BEGIN Page text

The importance of good calves in bodybuilding cannot be overstated. How many times have you watched a contest only to see a guy with a great physique but small calves? It really detracts from the rest of his physique, doesn't it?
The calves should be about the same size as your arms if you want them to be in proportion with the rest of your physique. But for many of us, getting the calves to respond is extremely difficult.
The Structure Of The Calf
As I said in my "Killer Biceps" article, you need to understand the muscles you're working in order to get the best results. I have to say that knowledge is definitely power when it comes to bodybuilding. The more you search out knowledge the better equipped you'll be to achieve great results.
With that said, the calf muscles are: the Soleus—the largest calf muscle, the Gastrocnemius - this muscle actually has two heads, it also overlays the Soleus muscle, and the Tibialis Anterior, which actually runs up the front of the lower leg by the shinbone. The function of the Soleus is to extend and rotate the foot, the function of the gastrocnemius is to flex the foot and the function of the tibialis anterior is to elevate and flex the foot.
There are only a few exercises for the calves, but some work different parts of the calves better than others. Standing Calf Raises is the main mass builder, but to fully activate the Soleus, you need to include Seated Calf Raises as well. Then, of course, you have Donkey Calf Raises and Calf Raises on the Leg Press.
You can use a lot of weight for calves, so the more the better in this case. It's common to use upwards of 600-800lbs.—for 12-20 reps—for standing calf raises. As long as rep performance does not suffer, use as much weight as you can. Those of you that read my articles know I talk a lot about proper rep performance.

END Page text

Problem to work on:
Rewrite the calf training text, starting at the words "You can use" and ending after "proper rep performance.". Put "resistance" wherever "weight" appears.

BEGIN Dataset records

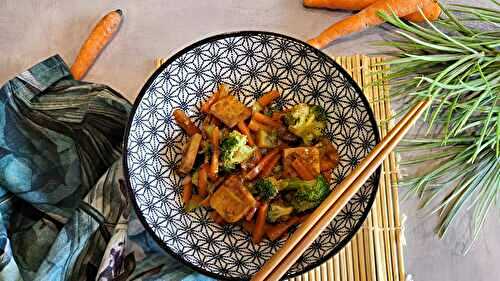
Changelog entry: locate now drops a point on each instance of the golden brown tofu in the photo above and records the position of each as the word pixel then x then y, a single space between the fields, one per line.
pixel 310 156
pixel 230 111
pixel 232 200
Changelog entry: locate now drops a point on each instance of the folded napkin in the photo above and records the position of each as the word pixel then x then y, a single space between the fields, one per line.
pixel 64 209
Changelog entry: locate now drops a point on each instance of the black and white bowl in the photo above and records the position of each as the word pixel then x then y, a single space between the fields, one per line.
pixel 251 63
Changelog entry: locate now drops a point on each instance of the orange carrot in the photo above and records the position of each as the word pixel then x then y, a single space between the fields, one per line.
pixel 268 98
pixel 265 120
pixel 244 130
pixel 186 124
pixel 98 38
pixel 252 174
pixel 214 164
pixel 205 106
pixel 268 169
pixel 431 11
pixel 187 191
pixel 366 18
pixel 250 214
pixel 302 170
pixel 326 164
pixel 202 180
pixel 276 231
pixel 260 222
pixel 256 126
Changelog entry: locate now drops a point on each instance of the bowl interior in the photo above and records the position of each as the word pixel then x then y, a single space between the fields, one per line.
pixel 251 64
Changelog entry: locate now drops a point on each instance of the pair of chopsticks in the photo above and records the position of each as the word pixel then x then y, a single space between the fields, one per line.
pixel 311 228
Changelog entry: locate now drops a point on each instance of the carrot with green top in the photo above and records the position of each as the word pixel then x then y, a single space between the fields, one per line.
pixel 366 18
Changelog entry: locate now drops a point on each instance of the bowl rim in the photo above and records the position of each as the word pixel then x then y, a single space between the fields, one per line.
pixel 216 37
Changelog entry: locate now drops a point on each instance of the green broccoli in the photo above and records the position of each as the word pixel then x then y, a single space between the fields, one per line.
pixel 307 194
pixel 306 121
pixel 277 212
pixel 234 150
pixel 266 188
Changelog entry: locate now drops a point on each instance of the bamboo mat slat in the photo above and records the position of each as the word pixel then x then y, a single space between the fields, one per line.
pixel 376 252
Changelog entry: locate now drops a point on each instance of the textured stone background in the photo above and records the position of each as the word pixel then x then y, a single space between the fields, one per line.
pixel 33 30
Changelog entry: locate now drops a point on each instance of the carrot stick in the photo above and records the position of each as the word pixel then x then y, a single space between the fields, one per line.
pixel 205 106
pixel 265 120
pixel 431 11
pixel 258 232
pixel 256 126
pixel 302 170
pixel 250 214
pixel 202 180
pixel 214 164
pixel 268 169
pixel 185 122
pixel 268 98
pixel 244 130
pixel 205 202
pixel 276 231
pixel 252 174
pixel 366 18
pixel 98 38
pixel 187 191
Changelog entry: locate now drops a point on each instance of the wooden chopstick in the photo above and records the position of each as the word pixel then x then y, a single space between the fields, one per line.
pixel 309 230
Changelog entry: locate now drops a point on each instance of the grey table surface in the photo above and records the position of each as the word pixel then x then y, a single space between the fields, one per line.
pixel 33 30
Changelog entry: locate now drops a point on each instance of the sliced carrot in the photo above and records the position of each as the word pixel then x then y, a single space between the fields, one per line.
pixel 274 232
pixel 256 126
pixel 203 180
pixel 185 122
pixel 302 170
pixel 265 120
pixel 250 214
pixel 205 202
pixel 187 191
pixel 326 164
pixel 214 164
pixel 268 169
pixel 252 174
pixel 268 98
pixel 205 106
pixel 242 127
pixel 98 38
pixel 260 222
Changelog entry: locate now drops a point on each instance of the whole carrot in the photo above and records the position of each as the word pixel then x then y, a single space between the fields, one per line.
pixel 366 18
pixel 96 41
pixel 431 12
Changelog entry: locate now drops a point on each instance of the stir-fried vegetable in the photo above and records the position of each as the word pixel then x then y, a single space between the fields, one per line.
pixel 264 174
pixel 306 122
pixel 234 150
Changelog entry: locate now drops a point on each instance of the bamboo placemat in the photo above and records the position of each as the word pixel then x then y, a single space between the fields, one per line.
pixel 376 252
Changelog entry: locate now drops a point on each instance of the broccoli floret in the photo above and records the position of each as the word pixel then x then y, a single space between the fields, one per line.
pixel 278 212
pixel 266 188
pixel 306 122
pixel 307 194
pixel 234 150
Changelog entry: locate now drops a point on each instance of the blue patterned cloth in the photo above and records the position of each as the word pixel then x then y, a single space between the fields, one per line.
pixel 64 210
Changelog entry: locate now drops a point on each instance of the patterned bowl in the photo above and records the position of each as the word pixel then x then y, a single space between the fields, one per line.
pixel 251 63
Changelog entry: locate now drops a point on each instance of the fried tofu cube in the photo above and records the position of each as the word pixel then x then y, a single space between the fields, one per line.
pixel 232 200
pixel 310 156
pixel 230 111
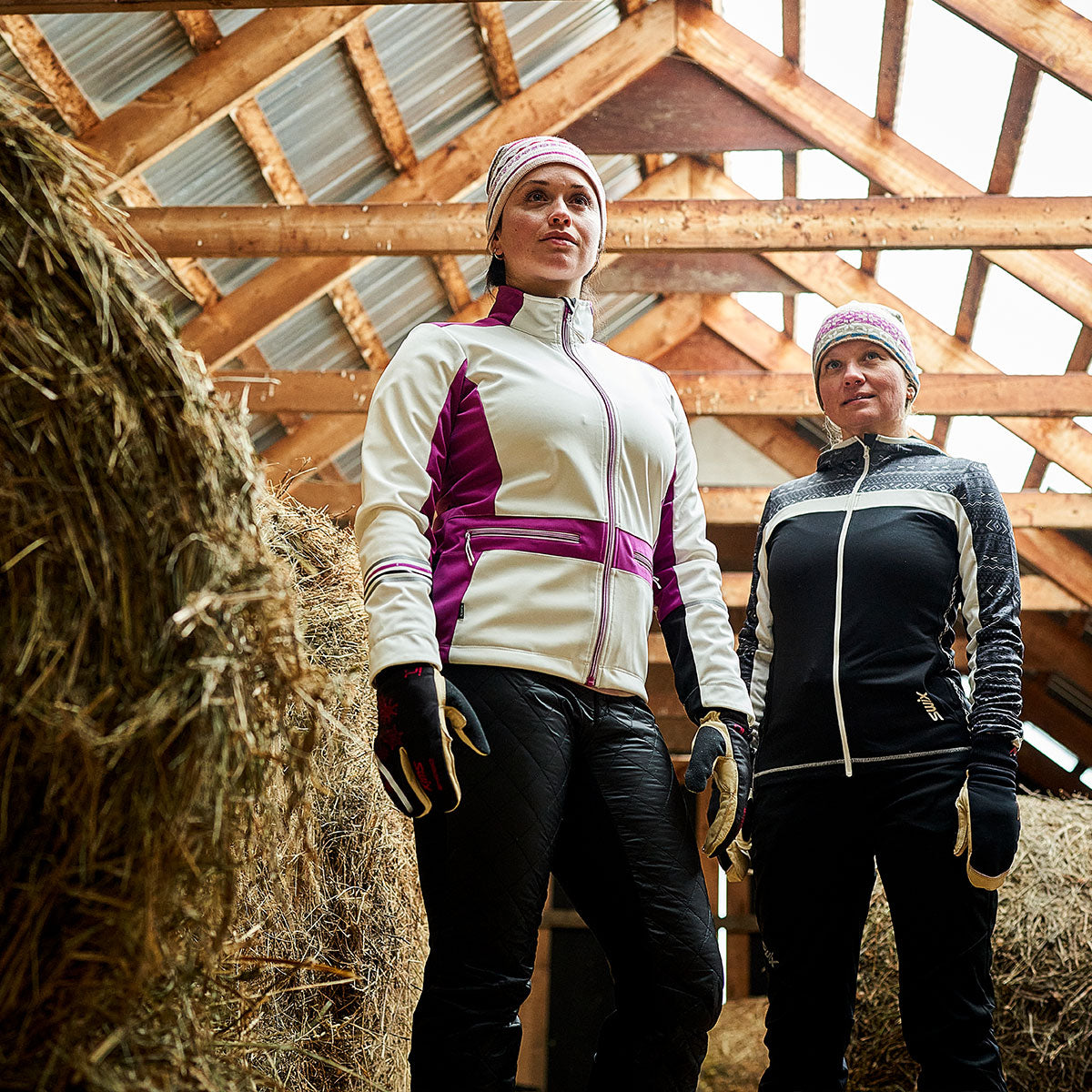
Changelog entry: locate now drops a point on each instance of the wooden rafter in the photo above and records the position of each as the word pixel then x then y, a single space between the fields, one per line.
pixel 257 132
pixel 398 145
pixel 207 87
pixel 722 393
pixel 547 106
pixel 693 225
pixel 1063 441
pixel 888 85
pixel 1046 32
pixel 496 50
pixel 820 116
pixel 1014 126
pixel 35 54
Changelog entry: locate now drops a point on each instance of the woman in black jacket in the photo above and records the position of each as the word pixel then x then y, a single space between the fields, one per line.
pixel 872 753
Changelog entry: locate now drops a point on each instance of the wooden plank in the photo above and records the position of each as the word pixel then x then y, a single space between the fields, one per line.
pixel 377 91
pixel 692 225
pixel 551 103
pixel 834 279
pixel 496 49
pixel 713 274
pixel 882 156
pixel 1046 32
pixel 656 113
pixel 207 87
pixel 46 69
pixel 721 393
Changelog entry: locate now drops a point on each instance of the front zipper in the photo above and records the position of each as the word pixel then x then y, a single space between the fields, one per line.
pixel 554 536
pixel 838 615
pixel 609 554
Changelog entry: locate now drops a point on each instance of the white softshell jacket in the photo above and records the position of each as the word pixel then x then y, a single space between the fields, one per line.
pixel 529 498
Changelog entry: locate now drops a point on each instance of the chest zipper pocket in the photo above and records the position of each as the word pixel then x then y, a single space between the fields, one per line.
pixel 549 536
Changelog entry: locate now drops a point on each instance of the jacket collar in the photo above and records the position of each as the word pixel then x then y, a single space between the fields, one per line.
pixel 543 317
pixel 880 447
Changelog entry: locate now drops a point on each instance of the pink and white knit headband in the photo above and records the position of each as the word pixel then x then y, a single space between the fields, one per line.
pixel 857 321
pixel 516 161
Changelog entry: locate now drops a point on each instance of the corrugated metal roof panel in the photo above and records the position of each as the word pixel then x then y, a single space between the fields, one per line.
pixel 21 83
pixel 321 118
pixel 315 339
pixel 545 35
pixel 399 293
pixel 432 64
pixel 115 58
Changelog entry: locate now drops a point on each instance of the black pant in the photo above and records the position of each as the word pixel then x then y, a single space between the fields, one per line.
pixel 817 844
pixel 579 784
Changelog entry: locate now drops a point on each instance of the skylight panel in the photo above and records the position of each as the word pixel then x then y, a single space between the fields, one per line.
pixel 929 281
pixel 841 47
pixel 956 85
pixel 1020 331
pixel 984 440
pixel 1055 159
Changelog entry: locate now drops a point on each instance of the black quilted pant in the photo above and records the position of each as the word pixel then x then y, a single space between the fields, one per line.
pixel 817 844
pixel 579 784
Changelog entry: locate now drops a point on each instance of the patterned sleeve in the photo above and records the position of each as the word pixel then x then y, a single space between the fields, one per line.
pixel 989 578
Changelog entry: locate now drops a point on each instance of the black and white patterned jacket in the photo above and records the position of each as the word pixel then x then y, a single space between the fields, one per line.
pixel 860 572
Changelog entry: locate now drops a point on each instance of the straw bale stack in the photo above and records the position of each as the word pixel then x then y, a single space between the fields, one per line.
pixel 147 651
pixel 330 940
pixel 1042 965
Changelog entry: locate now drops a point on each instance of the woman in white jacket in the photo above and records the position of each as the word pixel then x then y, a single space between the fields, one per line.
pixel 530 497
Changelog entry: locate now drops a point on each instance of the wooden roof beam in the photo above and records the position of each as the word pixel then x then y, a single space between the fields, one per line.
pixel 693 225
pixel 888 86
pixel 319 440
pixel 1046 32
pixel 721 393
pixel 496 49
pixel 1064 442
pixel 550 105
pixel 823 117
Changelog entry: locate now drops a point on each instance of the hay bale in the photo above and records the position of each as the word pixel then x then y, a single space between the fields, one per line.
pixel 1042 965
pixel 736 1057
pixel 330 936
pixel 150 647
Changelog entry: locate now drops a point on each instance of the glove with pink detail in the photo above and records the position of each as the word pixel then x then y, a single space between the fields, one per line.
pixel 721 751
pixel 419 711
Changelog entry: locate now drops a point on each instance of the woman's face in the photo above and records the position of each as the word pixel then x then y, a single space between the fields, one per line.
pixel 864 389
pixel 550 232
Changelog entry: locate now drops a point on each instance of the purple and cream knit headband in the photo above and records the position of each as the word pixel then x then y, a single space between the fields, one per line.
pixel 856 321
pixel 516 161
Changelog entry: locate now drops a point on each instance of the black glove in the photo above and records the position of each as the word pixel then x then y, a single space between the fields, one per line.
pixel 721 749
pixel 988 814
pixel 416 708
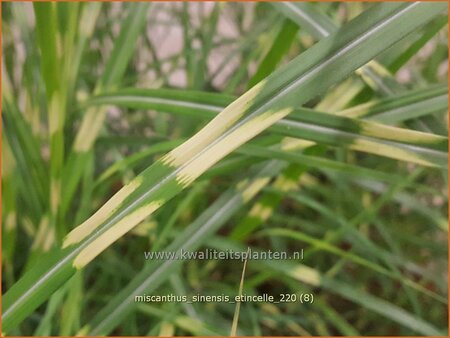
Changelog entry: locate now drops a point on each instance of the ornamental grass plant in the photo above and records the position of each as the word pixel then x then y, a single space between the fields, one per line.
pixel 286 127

END Dataset records

Written solution:
You can use a lot of resistance for calves, so the more the better in this case. It's common to use upwards of 600-800lbs.—for 12-20 reps—for standing calf raises. As long as rep performance does not suffer, use as much resistance as you can. Those of you that read my articles know I talk a lot about proper rep performance.